:: WHAT IS NEEDED ::
Reformat the lines below, from the line with "One marker per instance of the blurred green" up to and including the line with "[(543, 346)]", as a Markdown table with two columns: Number, counting rows from 1, and Line. Leave out any blank lines.

:: EXERCISE MATERIALS ::
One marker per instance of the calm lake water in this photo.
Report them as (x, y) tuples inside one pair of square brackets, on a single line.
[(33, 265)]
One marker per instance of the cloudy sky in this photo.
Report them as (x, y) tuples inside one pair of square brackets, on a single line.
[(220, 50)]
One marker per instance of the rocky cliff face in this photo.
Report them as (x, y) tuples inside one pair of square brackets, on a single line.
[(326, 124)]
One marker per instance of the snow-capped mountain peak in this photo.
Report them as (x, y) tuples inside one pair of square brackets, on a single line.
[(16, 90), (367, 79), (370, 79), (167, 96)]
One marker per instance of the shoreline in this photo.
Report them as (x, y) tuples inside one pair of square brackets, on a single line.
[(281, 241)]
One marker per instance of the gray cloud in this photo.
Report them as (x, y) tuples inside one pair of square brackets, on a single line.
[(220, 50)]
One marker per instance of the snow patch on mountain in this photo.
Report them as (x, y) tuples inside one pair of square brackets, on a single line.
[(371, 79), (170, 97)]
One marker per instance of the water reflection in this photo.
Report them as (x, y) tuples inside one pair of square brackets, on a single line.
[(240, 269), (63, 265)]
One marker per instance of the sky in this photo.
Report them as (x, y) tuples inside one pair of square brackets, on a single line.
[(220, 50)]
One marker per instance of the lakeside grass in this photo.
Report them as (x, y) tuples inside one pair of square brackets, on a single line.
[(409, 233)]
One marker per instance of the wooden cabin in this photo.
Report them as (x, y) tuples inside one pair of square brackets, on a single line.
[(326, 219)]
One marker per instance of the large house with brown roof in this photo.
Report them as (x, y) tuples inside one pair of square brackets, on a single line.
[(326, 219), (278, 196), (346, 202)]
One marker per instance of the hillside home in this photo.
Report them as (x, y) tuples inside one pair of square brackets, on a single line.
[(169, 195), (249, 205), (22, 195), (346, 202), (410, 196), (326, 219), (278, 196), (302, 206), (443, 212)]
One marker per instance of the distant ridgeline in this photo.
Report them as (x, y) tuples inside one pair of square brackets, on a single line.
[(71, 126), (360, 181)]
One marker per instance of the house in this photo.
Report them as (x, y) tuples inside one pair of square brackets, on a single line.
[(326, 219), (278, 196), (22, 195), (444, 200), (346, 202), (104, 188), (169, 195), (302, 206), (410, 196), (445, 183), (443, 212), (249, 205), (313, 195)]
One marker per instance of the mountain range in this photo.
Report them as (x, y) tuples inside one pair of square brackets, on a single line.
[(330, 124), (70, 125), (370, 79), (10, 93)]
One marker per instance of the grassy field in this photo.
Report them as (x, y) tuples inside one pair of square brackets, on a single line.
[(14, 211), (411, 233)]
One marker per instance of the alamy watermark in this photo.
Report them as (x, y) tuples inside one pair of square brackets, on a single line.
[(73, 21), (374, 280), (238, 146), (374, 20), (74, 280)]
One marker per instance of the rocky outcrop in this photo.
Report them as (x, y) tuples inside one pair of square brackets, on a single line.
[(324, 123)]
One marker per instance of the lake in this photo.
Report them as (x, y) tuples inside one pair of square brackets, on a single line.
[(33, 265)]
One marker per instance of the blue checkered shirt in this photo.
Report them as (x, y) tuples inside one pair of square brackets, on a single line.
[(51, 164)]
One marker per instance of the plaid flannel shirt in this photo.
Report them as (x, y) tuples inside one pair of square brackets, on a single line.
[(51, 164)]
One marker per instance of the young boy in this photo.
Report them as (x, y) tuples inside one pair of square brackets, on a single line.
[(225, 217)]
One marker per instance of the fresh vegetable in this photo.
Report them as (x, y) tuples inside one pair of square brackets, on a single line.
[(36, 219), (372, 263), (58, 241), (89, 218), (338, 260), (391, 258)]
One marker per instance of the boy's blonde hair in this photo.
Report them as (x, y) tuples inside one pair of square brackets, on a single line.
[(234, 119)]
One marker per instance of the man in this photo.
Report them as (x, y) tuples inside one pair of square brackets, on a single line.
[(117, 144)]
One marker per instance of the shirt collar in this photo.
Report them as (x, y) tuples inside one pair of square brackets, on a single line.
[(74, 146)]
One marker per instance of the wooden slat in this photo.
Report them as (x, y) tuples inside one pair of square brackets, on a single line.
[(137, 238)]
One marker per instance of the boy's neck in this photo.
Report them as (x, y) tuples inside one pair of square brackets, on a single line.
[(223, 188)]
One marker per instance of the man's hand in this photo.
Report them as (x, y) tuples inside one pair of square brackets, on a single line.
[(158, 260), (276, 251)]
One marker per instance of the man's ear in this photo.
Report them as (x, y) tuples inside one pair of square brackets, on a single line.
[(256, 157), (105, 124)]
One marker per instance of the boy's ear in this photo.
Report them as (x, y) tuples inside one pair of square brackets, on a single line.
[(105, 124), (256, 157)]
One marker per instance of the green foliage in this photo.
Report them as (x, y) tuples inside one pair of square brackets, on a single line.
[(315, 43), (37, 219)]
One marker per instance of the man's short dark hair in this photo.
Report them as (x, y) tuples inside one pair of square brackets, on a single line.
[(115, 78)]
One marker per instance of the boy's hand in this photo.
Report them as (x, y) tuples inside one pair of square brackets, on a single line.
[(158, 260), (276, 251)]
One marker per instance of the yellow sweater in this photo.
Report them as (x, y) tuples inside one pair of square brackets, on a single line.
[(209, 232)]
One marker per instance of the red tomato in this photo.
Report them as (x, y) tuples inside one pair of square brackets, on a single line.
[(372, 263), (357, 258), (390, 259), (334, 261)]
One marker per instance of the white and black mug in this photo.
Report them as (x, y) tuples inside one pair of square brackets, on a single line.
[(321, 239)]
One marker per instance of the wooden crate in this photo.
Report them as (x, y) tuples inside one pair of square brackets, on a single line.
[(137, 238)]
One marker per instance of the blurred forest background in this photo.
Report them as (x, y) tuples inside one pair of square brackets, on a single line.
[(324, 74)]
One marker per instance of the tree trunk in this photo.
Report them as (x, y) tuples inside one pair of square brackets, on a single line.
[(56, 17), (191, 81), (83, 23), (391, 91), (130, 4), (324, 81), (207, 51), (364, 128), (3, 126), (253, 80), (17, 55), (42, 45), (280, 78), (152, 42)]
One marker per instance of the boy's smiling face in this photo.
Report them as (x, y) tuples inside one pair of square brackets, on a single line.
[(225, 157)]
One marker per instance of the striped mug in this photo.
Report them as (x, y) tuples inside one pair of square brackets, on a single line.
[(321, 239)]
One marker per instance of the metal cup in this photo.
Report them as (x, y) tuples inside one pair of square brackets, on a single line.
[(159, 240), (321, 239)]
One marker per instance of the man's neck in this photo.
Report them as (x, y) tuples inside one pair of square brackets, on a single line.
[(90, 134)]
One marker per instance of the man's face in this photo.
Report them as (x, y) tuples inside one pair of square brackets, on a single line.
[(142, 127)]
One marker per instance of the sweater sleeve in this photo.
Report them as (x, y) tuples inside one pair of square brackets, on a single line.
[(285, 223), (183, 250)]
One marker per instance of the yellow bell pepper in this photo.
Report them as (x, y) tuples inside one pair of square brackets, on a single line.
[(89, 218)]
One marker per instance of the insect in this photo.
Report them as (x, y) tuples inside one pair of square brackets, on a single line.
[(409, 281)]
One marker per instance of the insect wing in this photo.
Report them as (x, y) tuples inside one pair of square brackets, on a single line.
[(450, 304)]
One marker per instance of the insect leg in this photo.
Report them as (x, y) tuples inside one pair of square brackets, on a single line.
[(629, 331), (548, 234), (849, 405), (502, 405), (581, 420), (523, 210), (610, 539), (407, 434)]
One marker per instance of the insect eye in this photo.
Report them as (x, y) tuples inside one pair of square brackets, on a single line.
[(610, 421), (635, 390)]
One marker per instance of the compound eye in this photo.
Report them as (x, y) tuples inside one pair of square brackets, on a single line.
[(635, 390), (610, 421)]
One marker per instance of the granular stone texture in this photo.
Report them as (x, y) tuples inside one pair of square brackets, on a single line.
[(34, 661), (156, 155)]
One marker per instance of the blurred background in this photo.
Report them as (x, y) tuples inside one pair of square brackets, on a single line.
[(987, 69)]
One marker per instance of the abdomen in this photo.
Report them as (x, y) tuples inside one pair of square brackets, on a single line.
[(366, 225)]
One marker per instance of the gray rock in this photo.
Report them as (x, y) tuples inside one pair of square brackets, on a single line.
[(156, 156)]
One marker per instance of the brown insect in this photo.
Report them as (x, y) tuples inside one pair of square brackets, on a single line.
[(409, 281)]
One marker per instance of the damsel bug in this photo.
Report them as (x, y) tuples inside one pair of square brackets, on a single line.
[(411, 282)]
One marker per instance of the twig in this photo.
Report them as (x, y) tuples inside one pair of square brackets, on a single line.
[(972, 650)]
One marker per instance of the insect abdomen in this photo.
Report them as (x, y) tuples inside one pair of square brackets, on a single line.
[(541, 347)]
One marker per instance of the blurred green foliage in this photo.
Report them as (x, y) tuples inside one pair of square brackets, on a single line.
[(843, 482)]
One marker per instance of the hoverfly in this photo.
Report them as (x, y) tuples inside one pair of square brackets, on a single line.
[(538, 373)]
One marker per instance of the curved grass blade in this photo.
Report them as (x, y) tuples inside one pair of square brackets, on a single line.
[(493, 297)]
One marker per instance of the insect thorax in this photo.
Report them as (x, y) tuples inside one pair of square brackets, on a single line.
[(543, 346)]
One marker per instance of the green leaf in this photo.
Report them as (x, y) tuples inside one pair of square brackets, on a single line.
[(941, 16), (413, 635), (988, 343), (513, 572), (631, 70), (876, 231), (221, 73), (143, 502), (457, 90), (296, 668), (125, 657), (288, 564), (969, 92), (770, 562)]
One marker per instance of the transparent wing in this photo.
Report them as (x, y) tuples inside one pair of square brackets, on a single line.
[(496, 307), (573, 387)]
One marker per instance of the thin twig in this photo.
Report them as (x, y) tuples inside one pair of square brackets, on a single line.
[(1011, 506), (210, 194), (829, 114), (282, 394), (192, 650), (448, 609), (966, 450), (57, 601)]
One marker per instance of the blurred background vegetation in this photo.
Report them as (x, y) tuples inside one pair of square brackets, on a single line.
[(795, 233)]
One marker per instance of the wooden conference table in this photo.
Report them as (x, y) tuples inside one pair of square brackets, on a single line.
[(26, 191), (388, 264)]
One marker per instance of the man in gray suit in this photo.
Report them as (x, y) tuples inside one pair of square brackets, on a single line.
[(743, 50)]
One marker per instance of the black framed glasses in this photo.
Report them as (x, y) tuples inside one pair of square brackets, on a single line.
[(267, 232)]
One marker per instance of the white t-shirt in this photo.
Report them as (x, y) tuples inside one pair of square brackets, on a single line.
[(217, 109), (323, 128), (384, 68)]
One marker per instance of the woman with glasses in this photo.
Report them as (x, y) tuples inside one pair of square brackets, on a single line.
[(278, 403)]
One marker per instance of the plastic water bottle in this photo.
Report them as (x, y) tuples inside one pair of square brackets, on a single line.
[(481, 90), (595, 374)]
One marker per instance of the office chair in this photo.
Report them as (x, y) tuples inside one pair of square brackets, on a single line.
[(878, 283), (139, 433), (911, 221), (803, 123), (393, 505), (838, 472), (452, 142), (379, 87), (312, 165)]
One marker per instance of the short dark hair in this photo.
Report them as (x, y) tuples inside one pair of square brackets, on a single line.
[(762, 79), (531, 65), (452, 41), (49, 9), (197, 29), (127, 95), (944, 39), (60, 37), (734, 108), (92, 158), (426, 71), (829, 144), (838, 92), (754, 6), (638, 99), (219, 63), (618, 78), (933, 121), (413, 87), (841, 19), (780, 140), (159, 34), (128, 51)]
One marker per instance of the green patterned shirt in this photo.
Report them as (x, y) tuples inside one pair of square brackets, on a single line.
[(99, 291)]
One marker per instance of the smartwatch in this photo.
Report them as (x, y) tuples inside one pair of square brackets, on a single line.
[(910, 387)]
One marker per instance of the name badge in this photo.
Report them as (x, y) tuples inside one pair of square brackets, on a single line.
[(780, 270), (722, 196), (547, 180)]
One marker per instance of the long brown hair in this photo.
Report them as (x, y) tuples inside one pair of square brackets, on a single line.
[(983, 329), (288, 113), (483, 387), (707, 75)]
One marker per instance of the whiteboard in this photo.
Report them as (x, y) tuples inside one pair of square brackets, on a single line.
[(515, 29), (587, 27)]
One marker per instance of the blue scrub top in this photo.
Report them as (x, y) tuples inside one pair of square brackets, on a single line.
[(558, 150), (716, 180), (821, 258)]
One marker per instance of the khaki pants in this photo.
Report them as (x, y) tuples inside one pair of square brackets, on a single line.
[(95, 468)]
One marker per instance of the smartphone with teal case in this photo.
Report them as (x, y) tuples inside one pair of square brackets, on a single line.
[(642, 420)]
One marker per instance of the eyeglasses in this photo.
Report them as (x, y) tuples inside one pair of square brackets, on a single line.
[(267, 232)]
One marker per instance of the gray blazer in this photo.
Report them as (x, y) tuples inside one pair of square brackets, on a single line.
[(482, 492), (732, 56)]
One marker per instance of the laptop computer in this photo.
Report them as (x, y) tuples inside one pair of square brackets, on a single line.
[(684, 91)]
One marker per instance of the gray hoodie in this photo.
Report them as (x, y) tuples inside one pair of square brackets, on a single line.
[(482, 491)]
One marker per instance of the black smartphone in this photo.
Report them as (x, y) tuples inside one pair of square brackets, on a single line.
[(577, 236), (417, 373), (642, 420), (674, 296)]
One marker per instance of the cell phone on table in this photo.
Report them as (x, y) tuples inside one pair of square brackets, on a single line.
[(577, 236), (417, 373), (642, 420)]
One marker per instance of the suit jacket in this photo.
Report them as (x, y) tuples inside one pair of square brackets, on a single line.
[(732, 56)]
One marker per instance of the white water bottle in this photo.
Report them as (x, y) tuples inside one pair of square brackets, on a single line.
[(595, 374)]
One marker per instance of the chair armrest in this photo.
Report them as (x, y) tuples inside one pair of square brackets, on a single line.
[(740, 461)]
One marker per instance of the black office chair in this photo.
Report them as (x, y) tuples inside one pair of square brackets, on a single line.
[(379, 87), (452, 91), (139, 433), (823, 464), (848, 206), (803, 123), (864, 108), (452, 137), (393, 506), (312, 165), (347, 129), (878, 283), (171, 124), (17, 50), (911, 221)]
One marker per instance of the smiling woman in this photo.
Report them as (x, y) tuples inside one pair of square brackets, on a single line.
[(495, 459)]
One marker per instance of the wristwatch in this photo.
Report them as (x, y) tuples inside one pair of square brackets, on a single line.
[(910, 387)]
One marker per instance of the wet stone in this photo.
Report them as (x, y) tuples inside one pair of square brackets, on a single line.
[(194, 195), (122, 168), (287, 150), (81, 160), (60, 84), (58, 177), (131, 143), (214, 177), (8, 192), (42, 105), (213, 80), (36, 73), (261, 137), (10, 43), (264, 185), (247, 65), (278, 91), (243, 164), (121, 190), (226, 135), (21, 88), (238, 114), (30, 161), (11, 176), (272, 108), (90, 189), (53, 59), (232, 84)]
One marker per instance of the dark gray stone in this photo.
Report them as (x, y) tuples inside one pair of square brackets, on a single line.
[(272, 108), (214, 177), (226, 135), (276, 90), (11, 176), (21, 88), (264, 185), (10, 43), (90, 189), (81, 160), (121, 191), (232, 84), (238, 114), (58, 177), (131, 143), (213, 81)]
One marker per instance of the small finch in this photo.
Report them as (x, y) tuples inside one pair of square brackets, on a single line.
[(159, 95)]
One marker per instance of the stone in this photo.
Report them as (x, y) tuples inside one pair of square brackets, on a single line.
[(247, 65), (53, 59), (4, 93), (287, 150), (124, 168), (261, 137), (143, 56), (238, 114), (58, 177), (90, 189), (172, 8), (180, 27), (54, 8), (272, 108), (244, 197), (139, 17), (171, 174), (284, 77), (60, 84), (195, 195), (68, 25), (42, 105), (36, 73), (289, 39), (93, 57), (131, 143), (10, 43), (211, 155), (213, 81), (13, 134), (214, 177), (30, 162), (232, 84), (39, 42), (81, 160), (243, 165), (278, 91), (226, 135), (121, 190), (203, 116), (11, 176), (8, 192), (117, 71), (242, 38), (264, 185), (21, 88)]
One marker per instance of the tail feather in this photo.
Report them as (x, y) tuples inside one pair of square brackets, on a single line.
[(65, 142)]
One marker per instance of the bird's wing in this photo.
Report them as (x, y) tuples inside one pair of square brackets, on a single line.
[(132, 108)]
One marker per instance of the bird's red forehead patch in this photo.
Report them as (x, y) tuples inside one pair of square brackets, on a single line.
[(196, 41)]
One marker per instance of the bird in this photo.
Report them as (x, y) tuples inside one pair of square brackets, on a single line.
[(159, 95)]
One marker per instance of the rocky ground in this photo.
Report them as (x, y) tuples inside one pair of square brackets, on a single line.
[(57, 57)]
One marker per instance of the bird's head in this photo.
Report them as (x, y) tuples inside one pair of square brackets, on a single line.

:: REPLY ::
| Number | Line |
|---|---|
| 1 | One marker per instance of the blurred green foliage in this photo. |
| 2 | Report them as (x, y) tuples inside one pair of square brackets, on a single line. |
| 3 | [(843, 482)] |
| 4 | One marker per instance of the hoverfly in this photo. |
| 5 | Report them as (x, y) tuples inside one pair of square brackets, on a single line. |
| 6 | [(538, 373)] |
| 7 | One marker per instance of the curved grass blade in this photo. |
| 8 | Report them as (x, y) tuples inside one pair of square brackets, on a single line. |
| 9 | [(493, 297)] |
| 10 | One marker per instance of the insect thorax in this photo. |
| 11 | Report them as (x, y) tuples inside one pair of square brackets, on a single line. |
| 12 | [(543, 346)] |